WRITTEN TASK
Set down the records below verbatim, starting from their first line and continuing through the line that contains "186], [160, 186]]", including both of those lines.

ITEMS
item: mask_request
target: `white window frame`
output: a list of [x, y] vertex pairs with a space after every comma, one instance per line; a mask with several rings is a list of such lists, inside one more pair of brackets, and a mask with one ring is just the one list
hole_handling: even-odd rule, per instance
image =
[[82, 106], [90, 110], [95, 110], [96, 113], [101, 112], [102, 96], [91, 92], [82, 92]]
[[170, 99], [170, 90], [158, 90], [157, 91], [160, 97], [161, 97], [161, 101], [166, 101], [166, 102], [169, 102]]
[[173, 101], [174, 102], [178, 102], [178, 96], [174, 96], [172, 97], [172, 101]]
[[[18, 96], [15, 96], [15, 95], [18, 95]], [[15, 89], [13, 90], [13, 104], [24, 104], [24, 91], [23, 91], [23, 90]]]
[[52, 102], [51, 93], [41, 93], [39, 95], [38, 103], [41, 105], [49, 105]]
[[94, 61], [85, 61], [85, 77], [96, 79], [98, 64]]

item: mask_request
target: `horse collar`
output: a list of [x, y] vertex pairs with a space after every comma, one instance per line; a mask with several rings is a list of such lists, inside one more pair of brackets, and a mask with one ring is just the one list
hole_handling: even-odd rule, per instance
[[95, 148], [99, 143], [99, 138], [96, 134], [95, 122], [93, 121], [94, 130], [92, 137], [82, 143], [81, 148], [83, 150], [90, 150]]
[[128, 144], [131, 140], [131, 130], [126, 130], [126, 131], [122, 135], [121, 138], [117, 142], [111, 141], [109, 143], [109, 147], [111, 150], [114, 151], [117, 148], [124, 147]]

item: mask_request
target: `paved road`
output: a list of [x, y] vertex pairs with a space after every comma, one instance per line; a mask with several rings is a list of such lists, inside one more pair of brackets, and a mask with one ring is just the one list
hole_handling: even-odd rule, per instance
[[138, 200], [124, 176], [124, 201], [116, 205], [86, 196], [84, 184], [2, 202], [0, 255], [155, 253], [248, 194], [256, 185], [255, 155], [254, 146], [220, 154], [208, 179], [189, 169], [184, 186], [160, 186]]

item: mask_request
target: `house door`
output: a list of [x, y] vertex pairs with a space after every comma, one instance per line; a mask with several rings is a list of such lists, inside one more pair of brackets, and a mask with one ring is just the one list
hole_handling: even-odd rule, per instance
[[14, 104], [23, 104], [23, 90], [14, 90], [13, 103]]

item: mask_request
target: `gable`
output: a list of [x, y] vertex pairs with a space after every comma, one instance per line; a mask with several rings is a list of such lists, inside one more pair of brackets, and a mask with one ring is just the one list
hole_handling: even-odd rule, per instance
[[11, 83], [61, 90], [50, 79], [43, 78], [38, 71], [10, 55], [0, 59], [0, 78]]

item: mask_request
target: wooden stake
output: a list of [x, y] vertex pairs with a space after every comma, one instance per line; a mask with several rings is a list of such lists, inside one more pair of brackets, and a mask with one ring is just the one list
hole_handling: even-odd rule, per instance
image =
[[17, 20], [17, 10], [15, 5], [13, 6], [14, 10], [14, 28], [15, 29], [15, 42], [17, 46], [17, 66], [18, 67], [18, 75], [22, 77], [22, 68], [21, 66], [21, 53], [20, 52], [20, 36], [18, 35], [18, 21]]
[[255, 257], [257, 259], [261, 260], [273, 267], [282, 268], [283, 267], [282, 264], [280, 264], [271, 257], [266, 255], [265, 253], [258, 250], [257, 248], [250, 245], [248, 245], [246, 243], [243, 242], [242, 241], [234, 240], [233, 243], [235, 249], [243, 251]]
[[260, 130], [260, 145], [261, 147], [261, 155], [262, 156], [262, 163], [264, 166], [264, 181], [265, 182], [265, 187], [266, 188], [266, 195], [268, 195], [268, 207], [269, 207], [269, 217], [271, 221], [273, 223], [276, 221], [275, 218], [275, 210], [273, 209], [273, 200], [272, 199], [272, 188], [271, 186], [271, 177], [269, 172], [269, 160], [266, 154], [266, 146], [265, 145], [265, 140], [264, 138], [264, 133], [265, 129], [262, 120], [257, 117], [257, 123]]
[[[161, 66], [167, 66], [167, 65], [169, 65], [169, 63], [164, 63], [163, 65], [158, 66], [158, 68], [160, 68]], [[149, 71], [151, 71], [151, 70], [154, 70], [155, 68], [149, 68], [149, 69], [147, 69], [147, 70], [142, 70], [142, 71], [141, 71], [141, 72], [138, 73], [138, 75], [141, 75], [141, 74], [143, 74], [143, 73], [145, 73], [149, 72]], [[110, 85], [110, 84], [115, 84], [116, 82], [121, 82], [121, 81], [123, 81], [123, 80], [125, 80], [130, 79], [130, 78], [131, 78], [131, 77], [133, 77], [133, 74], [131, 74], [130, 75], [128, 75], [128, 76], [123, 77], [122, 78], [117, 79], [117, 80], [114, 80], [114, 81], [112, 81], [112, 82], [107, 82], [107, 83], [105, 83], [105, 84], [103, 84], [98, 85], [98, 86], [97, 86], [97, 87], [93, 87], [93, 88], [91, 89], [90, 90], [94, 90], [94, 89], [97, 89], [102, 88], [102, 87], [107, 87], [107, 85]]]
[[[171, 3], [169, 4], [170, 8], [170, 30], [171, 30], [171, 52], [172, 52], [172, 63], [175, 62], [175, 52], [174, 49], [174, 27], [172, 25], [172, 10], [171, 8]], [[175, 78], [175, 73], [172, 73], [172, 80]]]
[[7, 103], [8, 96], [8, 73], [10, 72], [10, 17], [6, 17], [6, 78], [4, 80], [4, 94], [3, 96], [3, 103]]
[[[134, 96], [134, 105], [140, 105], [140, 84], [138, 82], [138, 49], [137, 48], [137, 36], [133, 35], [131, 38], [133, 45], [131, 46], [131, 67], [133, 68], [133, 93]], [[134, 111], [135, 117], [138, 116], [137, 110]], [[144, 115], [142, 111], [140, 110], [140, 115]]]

EXERCISE RESPONSE
item: mask_request
target: `white window frame`
output: a list of [x, y] vertex pairs with a space after every comma, one instance per line; a mask with several rings is a list of such lists, inside one more pair of brackets, and a mask with one ring is just the one list
hole_handling: even-odd rule, per instance
image =
[[82, 106], [90, 110], [95, 110], [96, 113], [101, 112], [102, 96], [91, 92], [82, 92]]
[[170, 99], [170, 90], [158, 90], [157, 91], [160, 97], [161, 97], [161, 101], [166, 101], [166, 102], [169, 102]]
[[173, 101], [174, 102], [178, 102], [178, 96], [174, 96], [172, 97], [172, 101]]
[[[18, 96], [15, 96], [15, 95], [18, 95]], [[15, 89], [13, 90], [13, 104], [24, 104], [24, 91], [23, 91], [23, 90]]]
[[52, 102], [51, 93], [41, 93], [39, 95], [38, 103], [41, 105], [49, 105]]
[[94, 61], [85, 61], [85, 77], [96, 79], [98, 64]]

item: mask_request
target: `horse collar`
output: a list of [x, y] vertex pairs with a space after every comma, one instance per line; a mask with several rings is a list of such lists, inside one more pair of brackets, and a mask with one ring is just the one list
hole_handling: even-odd rule, per instance
[[95, 148], [99, 143], [99, 138], [96, 134], [95, 122], [93, 121], [94, 130], [92, 137], [82, 143], [81, 148], [83, 150], [90, 150]]
[[128, 144], [131, 140], [131, 130], [126, 130], [126, 131], [122, 135], [121, 138], [117, 142], [111, 141], [109, 143], [109, 147], [111, 150], [114, 151], [117, 148], [124, 147]]

item: mask_request
target: `paved road`
output: a list of [x, y] vertex pairs with a space after every comma, one instance per line; a mask with several rings is a list of such lists, inside one more pair of brackets, and a mask with one ring is just the one list
hole_handling: even-odd rule, per instance
[[138, 200], [124, 176], [124, 201], [116, 205], [86, 196], [84, 184], [2, 202], [0, 255], [155, 253], [248, 194], [256, 185], [255, 155], [254, 146], [220, 154], [208, 179], [189, 169], [184, 186], [160, 186]]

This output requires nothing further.